It was just another Saturday morning for Mauricio Araniz who was on his way to Modesto Junior College for a basketball game.
As a student young student, Araniz enjoyed being a part of the Pirates’ hoops team and aspired to transfer to a college specializing in theology up in Oregon and eventually become a pastor.
But on that fateful Saturday morning – November 29, 2007 – everything in his world changed as the car he was driving was struck head-on by a woman who lost control of her vehicle after suddenly slipping into a diabetic coma.
For almost two years now Araniz – known affectionately as “Mo” – has been a permanent staple of the Manteca Care and Rehabilitation Center where he works to overcome the massive brain injury that left him incapable of doing almost anything.
And if all of that wasn’t enough, his insurance company is refusing to pay for the hyperbaric oxygen therapy his doctors feel that he needs in order to improve – sessions that are running $150 each with five currently scheduled per week.
When Shelley Kohl was down at the rehabilitation center during the holidays for one of the many outreach programs that she and husband Chris sponsor through their local repair business, the relationship that she began to form with the family helped plant the seed for what would eventually become an overwhelming desire to do anything possible to help.
“It’s just that you think that one minute you’re driving down the road and you’ve got the rest of your life ahead of you and in a split-second that’s all gone,” Kohl said. “To see his family standing by side and pulling through for him and watching him work to get better is such an inspiration.
“To be able to do anything at all to help in a blessing.”
And helping people is something that Kohl knows a lot about.
When some of her customers learned that their newborn baby was diagnosed with a rare blood disease that requires constant transfusions that weren’t covered by the insurance, Kohl and her husband Chris staged a fundraiser and did everything possible to raise awareness about the plight face little Sofia Rose Conde.
Now they’re planning on taking a page of out the same book by scheduling a drive-thru tri-tip and chicken dinner being sponsored by Fagundes – a mean that will include both tri-tip and chicken as well as garden salad and a dinner roll for $10. Kohl is hoping to sell 500 tickets to help the family with the medical expenses that continue to pile up.
“You look around right now with how things are and how people are losing their houses and losing their retirements,” Kohl said. “My husband and I are blessed, and if we have the opportunity to give back to somebody who needs it then that’s what we’re going to do.”
The dinner is scheduled to be held at Precision Automotive located at 475 Moffat Boulevard on Wednesday, June 10, from 5:30 to 7:30 p.m.

:::

Required actions
1. Answer these from the article about Mauricio Araniz:
(a) On what date did the crash happen?
(b) How much does each hyperbaric oxygen therapy session cost?
(c) At what business and address will the dinner be held?
2. Duplicate the part of the article about Mauricio Araniz between "Now they’re planning" and "to 7:30 p.m.", inclusive.
You won't need the records that come next to do any of this.

:::

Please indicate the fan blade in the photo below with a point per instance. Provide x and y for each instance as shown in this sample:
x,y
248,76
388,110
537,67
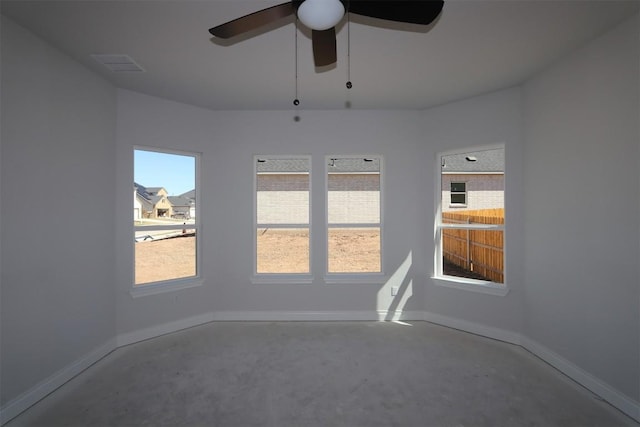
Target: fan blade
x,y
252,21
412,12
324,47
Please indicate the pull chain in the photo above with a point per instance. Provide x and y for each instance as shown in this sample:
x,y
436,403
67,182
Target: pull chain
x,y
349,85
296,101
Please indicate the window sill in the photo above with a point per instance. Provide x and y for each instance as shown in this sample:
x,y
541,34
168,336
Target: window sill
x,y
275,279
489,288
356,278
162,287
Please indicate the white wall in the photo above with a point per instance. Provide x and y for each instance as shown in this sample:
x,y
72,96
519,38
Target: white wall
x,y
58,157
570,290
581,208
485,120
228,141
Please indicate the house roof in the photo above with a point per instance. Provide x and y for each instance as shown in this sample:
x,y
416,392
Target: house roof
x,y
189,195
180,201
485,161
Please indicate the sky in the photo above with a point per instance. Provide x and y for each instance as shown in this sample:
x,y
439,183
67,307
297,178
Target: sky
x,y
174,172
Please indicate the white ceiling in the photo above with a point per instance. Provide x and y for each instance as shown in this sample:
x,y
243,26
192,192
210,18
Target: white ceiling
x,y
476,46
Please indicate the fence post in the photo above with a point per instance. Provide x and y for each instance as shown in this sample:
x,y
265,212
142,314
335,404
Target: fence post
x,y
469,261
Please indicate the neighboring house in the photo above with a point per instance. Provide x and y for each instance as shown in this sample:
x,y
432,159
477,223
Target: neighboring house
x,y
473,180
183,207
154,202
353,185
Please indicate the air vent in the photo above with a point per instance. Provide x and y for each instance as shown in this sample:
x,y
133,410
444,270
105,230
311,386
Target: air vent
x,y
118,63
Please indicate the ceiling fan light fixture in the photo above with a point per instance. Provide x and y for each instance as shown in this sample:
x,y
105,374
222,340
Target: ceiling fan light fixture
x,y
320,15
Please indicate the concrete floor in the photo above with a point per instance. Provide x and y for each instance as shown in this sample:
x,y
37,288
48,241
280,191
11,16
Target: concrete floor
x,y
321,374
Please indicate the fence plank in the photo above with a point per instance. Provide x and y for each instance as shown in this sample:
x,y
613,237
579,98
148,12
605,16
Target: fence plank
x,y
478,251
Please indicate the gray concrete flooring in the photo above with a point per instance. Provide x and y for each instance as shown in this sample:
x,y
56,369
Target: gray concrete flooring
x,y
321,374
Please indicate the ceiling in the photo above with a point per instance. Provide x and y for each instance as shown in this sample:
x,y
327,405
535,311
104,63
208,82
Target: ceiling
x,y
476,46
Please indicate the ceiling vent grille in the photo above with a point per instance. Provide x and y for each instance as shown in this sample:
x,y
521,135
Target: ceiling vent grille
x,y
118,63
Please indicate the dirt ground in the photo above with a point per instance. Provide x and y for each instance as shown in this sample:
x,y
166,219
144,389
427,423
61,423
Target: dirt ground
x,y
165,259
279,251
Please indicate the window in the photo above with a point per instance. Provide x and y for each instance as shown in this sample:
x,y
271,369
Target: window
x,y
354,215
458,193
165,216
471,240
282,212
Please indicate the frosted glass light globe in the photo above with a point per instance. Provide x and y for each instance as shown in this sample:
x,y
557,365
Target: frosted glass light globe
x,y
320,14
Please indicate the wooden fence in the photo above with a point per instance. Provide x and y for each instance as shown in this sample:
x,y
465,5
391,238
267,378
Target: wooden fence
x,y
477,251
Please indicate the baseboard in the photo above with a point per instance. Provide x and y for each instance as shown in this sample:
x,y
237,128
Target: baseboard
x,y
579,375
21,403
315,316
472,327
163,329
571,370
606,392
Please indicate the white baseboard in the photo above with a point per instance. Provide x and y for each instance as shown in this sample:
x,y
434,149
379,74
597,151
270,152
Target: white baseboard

:::

Solutions below
1.
(a) November 29, 2007
(b) $150
(c) Precision Automotive, 475 Moffat Boulevard

2.
Now they’re planning on taking a page of out the same book by scheduling a drive-thru tri-tip and chicken dinner being sponsored by Fagundes – a mean that will include both tri-tip and chicken as well as garden salad and a dinner roll for $10. Kohl is hoping to sell 500 tickets to help the family with the medical expenses that continue to pile up.
“You look around right now with how things are and how people are losing their houses and losing their retirements,” Kohl said. “My husband and I are blessed, and if we have the opportunity to give back to somebody who needs it then that’s what we’re going to do.”
The dinner is scheduled to be held at Precision Automotive located at 475 Moffat Boulevard on Wednesday, June 10, from 5:30 to 7:30 p.m.